Exercise aim
Please copy the lines of the material below from the one containing "Please pin the excavator in" through the end, swapping "black trousers" for "dark pants" and keeping everything else the same. Leave out the pictures.

Information supplied

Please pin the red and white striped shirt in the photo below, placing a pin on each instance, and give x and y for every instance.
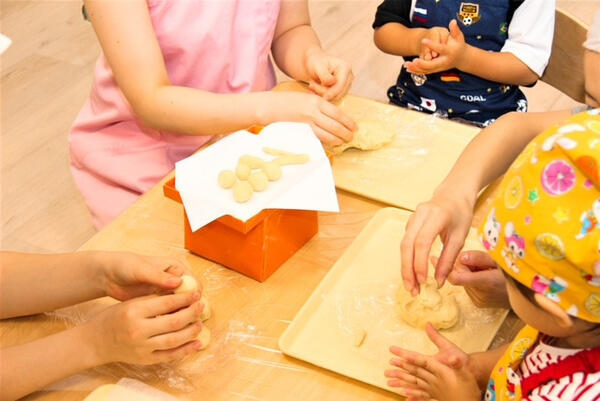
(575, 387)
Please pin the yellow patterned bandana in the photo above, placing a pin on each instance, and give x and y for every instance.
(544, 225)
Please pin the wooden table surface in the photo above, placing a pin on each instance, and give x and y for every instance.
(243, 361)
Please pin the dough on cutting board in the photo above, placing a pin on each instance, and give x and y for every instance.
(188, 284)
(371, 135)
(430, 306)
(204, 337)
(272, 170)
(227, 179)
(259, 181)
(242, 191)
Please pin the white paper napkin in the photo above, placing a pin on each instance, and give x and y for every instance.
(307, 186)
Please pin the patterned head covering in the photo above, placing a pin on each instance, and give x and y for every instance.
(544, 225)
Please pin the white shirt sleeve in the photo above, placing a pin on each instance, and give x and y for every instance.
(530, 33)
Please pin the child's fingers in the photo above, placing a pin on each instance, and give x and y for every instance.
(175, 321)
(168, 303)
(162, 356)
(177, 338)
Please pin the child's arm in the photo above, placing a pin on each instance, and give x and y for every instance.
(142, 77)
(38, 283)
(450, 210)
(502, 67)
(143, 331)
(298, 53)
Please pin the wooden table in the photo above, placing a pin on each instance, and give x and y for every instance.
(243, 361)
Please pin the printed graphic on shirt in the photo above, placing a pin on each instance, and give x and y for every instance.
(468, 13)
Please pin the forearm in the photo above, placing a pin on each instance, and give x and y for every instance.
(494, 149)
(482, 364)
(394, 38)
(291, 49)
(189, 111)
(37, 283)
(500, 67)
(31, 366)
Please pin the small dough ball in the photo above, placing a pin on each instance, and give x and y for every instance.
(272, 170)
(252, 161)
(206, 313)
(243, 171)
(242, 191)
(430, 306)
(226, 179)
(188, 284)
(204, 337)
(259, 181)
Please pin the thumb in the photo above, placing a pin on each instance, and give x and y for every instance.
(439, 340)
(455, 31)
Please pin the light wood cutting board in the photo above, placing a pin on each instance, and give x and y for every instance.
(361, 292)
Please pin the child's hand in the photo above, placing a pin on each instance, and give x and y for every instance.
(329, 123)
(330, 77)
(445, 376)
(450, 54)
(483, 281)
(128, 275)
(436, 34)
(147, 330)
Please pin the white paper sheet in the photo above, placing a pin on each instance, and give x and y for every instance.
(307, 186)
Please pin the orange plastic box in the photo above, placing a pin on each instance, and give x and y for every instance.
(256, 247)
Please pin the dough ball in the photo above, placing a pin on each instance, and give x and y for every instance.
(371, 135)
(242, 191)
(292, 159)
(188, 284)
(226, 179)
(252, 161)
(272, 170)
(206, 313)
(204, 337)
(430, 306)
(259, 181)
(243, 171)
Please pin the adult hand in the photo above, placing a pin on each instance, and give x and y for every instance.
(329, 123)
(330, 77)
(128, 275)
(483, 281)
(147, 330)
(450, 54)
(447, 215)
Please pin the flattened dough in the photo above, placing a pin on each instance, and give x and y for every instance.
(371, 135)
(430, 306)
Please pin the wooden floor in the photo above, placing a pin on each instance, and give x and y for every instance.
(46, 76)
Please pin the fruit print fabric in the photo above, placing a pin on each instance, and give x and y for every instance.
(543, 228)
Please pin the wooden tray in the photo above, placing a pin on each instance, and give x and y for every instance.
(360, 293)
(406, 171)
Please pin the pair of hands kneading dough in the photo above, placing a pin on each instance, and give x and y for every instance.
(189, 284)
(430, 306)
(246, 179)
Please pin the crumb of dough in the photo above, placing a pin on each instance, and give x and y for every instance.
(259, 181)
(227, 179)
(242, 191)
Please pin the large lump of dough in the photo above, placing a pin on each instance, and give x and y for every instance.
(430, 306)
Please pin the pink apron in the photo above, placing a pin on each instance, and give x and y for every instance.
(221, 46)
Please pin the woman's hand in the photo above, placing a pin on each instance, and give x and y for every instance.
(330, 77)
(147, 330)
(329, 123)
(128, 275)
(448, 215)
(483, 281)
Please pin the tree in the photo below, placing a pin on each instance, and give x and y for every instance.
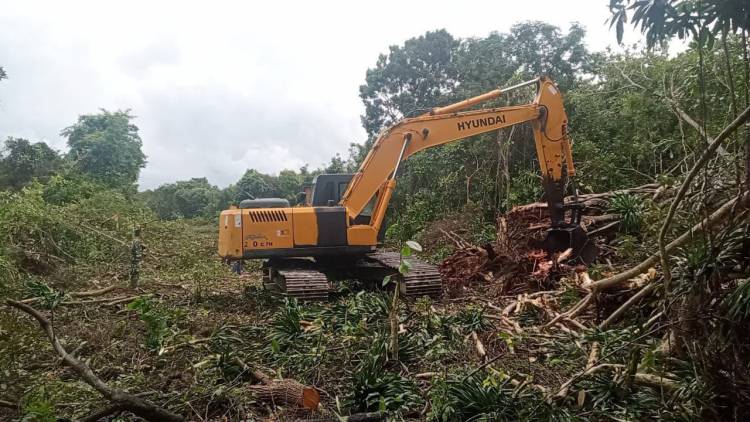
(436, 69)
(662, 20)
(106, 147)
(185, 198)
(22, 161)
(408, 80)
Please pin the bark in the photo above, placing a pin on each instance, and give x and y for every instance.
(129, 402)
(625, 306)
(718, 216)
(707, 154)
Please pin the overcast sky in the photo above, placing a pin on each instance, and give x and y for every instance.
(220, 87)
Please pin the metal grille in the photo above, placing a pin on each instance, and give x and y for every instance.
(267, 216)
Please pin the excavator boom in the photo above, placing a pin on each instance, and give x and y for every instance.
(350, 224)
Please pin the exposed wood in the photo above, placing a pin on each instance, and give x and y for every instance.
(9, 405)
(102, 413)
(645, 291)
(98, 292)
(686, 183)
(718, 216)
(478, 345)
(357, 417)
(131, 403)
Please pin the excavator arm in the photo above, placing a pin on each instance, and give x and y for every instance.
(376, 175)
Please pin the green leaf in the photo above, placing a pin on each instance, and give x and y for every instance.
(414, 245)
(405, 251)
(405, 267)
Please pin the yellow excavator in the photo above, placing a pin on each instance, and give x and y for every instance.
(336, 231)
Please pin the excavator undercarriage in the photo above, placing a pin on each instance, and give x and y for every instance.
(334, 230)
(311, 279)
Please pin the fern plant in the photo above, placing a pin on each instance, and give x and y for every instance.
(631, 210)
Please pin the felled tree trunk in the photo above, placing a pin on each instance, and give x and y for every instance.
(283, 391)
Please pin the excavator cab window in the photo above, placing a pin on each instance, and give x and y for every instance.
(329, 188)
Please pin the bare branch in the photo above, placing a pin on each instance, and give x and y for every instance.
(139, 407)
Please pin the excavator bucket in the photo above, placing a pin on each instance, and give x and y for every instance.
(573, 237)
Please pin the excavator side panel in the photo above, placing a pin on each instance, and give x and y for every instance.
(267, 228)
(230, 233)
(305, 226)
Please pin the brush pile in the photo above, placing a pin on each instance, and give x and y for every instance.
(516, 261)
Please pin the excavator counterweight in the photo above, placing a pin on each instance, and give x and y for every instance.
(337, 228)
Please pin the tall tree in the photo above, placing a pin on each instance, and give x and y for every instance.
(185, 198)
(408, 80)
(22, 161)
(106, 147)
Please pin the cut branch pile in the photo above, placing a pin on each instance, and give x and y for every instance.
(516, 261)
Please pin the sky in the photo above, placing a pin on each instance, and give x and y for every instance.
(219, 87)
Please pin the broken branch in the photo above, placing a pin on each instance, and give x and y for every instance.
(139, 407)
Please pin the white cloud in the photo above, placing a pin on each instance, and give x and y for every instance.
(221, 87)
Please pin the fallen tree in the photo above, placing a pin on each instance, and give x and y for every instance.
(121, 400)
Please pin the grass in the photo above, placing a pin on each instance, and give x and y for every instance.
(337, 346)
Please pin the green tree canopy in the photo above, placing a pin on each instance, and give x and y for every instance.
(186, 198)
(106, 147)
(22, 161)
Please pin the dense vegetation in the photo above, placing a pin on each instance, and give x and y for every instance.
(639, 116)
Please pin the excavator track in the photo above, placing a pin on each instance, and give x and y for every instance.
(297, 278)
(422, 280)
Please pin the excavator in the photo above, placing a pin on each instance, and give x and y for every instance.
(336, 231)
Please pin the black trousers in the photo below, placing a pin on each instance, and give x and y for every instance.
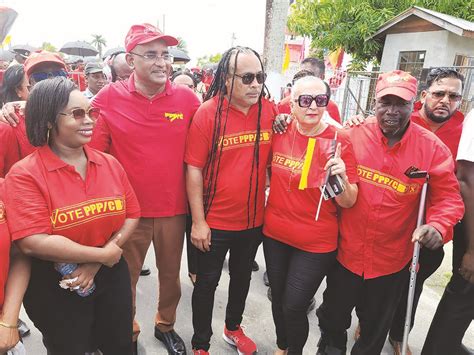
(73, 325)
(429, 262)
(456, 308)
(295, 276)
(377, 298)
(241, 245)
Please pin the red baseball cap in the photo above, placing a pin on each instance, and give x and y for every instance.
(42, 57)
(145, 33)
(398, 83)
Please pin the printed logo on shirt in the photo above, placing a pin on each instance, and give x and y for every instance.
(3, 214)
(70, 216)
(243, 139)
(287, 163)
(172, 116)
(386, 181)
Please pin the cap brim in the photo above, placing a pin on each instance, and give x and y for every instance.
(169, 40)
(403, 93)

Correct result
Please pin the excavator in the photo above, placing a pin on each instance, and give x and y for every instance.
(336, 231)
Please pin the dark pants in the photo below, placing a pin on each instance, and give x and y for every instance.
(73, 325)
(429, 262)
(456, 308)
(295, 276)
(377, 298)
(241, 245)
Please pin the red baseball cap in the photo above, placing a pin on each instance, and give x and y for every instance.
(42, 57)
(145, 33)
(398, 83)
Please pin the printed logo on shirt in the photo above, placing a pin on each instance, and give x and y for every instance.
(3, 214)
(70, 216)
(243, 139)
(287, 163)
(172, 116)
(386, 181)
Please pin the cap brim in the photo above, placing a pin on each instance, and give x and y for every instance.
(169, 40)
(403, 93)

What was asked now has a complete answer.